Text extract:
FILED: April 1, 1998
STATE OF OREGON,
CAROLYN ELIZABETH HESTER,
Appeal from Circuit Court, Washington County.
Gayle Nachtigal, Judge.
Argued and submitted December 23, 1997.
Ingrid A. MacFarlane, Deputy Public Defender, argued the cause for appellant. With her on the brief was Sally L. Avera, Public Defender.
Timothy A. Sylwester, Assistant Attorney General, argued the cause for respondent. With him on the brief were Hardy Myers, Attorney General, and Virginia L. Linder, Solicitor General.
Before Warren, Presiding Judge, and Edmonds and Armstrong, Judges.
DESIGNATION OF PREVAILING PARTY AND AWARD OF COSTS
Prevailing party: Respondent
[ ] No costs allowed.
[ ] Costs allowed, payable by:
[ ] Costs allowed, to abide the outcome on remand, payable by:
Defendant was convicted of possession of a controlled substance. ORS 475.992. She appeals the trial court's denial of her pre-trial motion to suppress evidence of methamphetamine in her possession. We affirm.
On June 8, 1995, at approximately 3:00 a.m., Officer Noragon stopped a car in which defendant was a passenger when the driver failed to signal, apparently as she pulled over to pick up a friend. The car was owned by defendant. Noragon issued the driver a citation for driving while uninsured and told the driver and defendant that they were free to leave. Defendant and the driver then waited in the car at the scene of the stop while Trisha Drey, the person who defendant and the driver intended to pick up, looked for some personal property that she had lost in the bushes along the side of the road. Drey asked Noragon if he would help her look for her property. He agreed, turned off his overhead lights on his patrol car and assisted Drey by shining a flashlight into the bushes. They were unsuccessful in finding the lost property, and, at that point, the officer again advised the occupants of the vehicle that they were free to leave.
Noragon then began to walk back to his patrol car. The driver of the car started up the engine in the vehicle and began to roll slowly forward. Noragon then walked back to the passenger side of the car and asked defendant through the open passenger window if he could talk to her for just a minute. Defendant agreed and got out of the vehicle. Noragon then advised her that she was free to leave, but also explained that it was part of his job to ask about property, drugs and guns. He asked defendant if she was in possession of any of those items. She indicated that she was not.
Noragon then requested if he could search the vehicle "for this type of property," and defendant agreed. Noragon asked defendant if she had any weapons on her person. Defendant said "No," but that she did have a knife in her purse. Noragon asked if he could remove the knife from the purse, and defendant said she wanted to remove the knife. Noragon informed her that "for officer safety reasons," he needed to remove the knife. After a discussion, defendant allowed Noragon to remove the knife. While searching for the knife, Noragon found a box that he recognized as a scale. Defendant said the scale was her boyfriend's and consented to Noragon's request to examine it. Noragon opened the box and confirmed that it was a scale.

Job A:
Reproduce the court opinion from "FILED: April 1, 1998" up to and including "No costs allowed.".
Job B:
Answer these questions about the court opinion:
(i) At approximately what time did Officer Noragon stop the car?
(ii) Who owned the car?
(iii) What did Noragon find while searching for the knife?

Raw records:
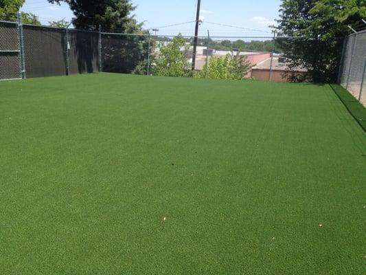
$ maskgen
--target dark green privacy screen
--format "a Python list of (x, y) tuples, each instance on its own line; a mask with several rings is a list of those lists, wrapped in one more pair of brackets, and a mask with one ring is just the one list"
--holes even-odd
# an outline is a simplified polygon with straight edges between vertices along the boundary
[(66, 74), (66, 32), (62, 29), (23, 26), (27, 77)]
[(98, 72), (99, 68), (98, 32), (69, 30), (69, 73)]

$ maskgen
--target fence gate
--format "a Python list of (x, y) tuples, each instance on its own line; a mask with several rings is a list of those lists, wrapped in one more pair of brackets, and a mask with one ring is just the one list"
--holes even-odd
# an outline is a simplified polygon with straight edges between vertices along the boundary
[(21, 79), (21, 67), (18, 24), (0, 21), (0, 80)]

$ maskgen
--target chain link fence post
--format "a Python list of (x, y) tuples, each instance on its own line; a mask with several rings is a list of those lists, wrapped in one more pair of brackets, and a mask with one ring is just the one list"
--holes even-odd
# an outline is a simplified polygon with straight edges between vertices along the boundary
[(365, 73), (366, 73), (366, 60), (365, 60), (365, 64), (363, 65), (363, 72), (362, 74), (361, 87), (360, 87), (360, 95), (358, 96), (359, 102), (361, 102), (362, 92), (363, 89), (363, 84), (365, 82)]
[(66, 28), (66, 75), (70, 74), (70, 57), (69, 51), (70, 50), (70, 44), (69, 42), (69, 27)]
[(273, 32), (273, 40), (272, 41), (272, 53), (271, 54), (271, 65), (269, 66), (269, 81), (272, 80), (272, 71), (273, 66), (273, 55), (275, 54), (275, 46), (276, 41), (276, 31)]
[(351, 52), (351, 60), (350, 61), (350, 68), (348, 69), (348, 75), (347, 76), (347, 85), (345, 89), (348, 89), (348, 85), (350, 85), (350, 77), (351, 76), (351, 70), (352, 69), (352, 62), (354, 57), (354, 50), (356, 50), (356, 45), (357, 44), (357, 34), (354, 34), (354, 38), (353, 39), (352, 50)]
[(205, 65), (205, 78), (207, 78), (207, 69), (209, 64), (209, 30), (207, 30), (207, 52), (206, 52), (206, 64)]
[(25, 72), (25, 57), (24, 56), (24, 36), (23, 34), (23, 20), (21, 18), (21, 12), (18, 12), (18, 28), (19, 34), (19, 55), (21, 56), (21, 72), (22, 78), (26, 78), (27, 74)]
[(148, 30), (148, 71), (147, 75), (150, 76), (150, 30)]
[(98, 41), (98, 55), (99, 55), (99, 72), (102, 72), (102, 25), (99, 25), (99, 41)]

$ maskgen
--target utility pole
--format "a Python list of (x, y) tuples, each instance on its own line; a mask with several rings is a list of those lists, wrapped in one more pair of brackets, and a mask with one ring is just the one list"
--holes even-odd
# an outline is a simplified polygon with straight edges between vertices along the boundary
[(194, 41), (193, 42), (193, 56), (192, 58), (192, 70), (196, 68), (196, 54), (197, 53), (197, 42), (198, 40), (198, 26), (200, 25), (201, 0), (198, 0), (197, 15), (196, 16), (196, 29), (194, 30)]

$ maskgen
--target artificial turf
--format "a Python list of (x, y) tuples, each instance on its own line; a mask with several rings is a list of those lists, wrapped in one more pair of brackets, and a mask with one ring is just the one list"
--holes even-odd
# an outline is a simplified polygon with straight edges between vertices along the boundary
[(366, 273), (366, 133), (327, 85), (2, 82), (0, 171), (1, 274)]

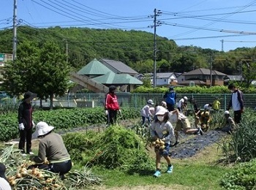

Solution A:
FILED: April 1, 1998
STATE OF OREGON,
CAROLYN ELIZABETH HESTER,
Appeal from Circuit Court, Washington County.
Gayle Nachtigal, Judge.
Argued and submitted December 23, 1997.
Ingrid A. MacFarlane, Deputy Public Defender, argued the cause for appellant. With her on the brief was Sally L. Avera, Public Defender.
Timothy A. Sylwester, Assistant Attorney General, argued the cause for respondent. With him on the brief were Hardy Myers, Attorney General, and Virginia L. Linder, Solicitor General.
Before Warren, Presiding Judge, and Edmonds and Armstrong, Judges.
DESIGNATION OF PREVAILING PARTY AND AWARD OF COSTS
Prevailing party: Respondent
[ ] No costs allowed.

Solution B:
(i) At approximately 3:00 a.m.
(ii) The defendant.
(iii) A box that he recognized as a scale.